Selected extract>
Soleimani-Meigooni, David N.; Pezzoli, Stefania; Blazhenets, Ganna; la Joie, Renaud; Lin, Zoe; Soppe, Carol L.; Johnson, Derek Richard; Koran, Mary Ellen Irene; McConathy, Jonathan E.; Nasrallah, Ilya M.; Ponisio, Maria Rosana; Tanner, Jeremy A.; Villemagne, Victor Luis; Windon, Charles Christian; Zeineh, Michael Maroun; Biber, Sarah A.; Kukull, Walter A.; O’Connell, Heather; Peterson, Daniel J.; Mormino, Elizabeth C.; Johnson, Sterling C.; Rabinovici, Gil Dan. (2025). Calibration of multisite raters for prospective visual reads of amyloid PET scans. Alzheimer’s and Dementia, 21(10), e70732. https://doi.org/10.1002/alz.70732
In large, multi-site Alzheimer’s disease studies, brain scans known as amyloid positron emission tomography (PET) are usually interpreted by a small group of central experts. However, expanding the number of trained readers across research centers could make this process more scalable and improve how well the results apply across different hospitals and imaging systems. In this study, ten neuroimaging experts from eight Alzheimer’s Disease Research Centers (ADRCs) reviewed 180 amyloid PET scans. The scans included four different amyloid tracers and were collected from a wide range of imaging systems. Each expert analyzed 30 scans and 15 duplicate scans using their preferred viewing software, without the use of anatomical images or automated quantitative tools. Scans were classified as either elevated or non-elevated in amyloid according to tracer-specific reading criteria. The level of agreement between readers (inter-rater agreement) and within each reader’s repeated assessments (intra-rater agreement) was then evaluated.

Given data>
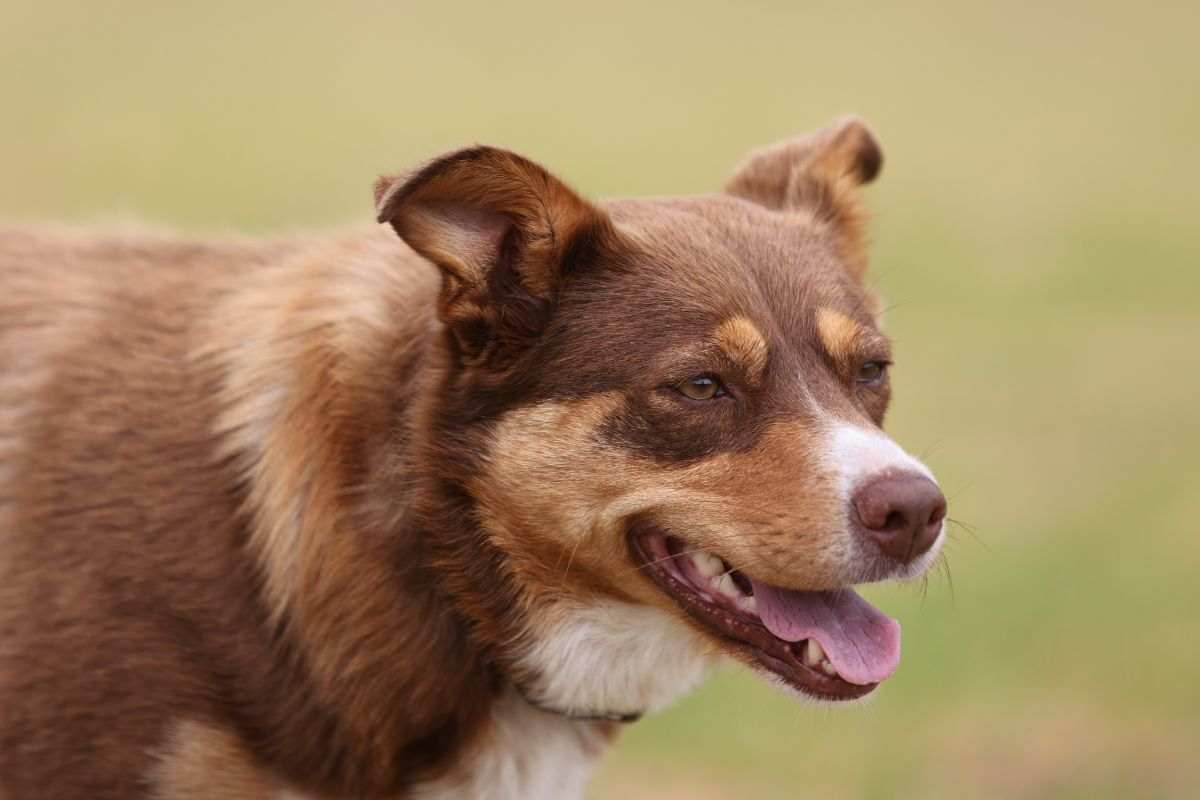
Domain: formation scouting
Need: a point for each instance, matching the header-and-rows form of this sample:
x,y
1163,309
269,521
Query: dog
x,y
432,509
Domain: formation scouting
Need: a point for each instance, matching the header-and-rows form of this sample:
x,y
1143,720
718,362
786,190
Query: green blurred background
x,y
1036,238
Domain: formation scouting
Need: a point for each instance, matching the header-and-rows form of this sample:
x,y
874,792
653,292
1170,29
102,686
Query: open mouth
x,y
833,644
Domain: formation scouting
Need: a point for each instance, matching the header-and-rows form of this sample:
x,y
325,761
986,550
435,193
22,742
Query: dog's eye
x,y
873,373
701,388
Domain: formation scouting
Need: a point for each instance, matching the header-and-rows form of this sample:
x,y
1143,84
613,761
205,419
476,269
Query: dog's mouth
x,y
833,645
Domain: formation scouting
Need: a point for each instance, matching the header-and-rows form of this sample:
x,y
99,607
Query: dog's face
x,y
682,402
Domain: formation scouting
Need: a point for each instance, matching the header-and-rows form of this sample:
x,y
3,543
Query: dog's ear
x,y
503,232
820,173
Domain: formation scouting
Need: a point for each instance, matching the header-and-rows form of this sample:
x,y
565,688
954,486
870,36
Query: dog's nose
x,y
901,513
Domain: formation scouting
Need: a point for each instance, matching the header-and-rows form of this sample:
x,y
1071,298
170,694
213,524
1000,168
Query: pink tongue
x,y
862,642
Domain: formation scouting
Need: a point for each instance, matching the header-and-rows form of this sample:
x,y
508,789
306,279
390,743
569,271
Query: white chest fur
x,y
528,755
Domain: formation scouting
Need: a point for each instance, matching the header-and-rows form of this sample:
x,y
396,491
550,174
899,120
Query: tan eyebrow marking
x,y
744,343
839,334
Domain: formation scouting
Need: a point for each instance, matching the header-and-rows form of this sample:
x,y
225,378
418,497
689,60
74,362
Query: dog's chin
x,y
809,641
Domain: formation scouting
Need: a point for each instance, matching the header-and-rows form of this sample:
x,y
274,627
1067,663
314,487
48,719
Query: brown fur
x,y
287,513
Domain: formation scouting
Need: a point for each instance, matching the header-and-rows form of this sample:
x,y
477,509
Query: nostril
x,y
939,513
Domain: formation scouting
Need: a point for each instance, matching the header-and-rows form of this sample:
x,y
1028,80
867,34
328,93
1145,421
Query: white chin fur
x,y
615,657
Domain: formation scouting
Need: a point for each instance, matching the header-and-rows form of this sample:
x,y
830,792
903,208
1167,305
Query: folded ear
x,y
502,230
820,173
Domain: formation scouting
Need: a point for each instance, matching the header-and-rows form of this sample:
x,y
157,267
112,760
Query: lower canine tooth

To do> Please write what comes next in the amyloid PET study summary, picking up after its final sentence. The data above comes from a separate source.

Answer space>
The study found substantial agreement among experts, with a Fleiss’ κ of 0.78, and complete consensus on 69% of scans. Reliability across the four amyloid tracers ranged from substantial to perfect (Fleiss’ κ = 0.70–0.87), while intra-rater consistency ranged from 0.79 to 1.0 (Cohen’s κ), indicating that readers were highly consistent with themselves. Agreement was lower for scans showing intermediate amyloid levels, corresponding to 10–40 Centiloids, a range that is more difficult to interpret.
Overall, the findings demonstrate that a distributed network of experts across multiple centers can reliably classify amyloid PET scans, even when using different tracers and reading software. The set of scans used in this project will serve as a valuable reference for reader training and quality assurance in future multicenter Alzheimer’s disease studies.

FIGURE 1
Amyloid PET scans examples and Centiloid distribution. A, Examples of amyloid PET scans for each radiotracer that span the Centiloid continuum. B, Centiloid distribution of amyloid PET scans by tracer. Red dotted lines represent the boundaries of the 10–40 Centiloid intermediate range. FBB, [18F]florbetaben; FBP, [18F]florbetapir; FFN, [18F]flutafuranol; PET, positron emission tomography; PIB, [11C]Pittsburgh compound B.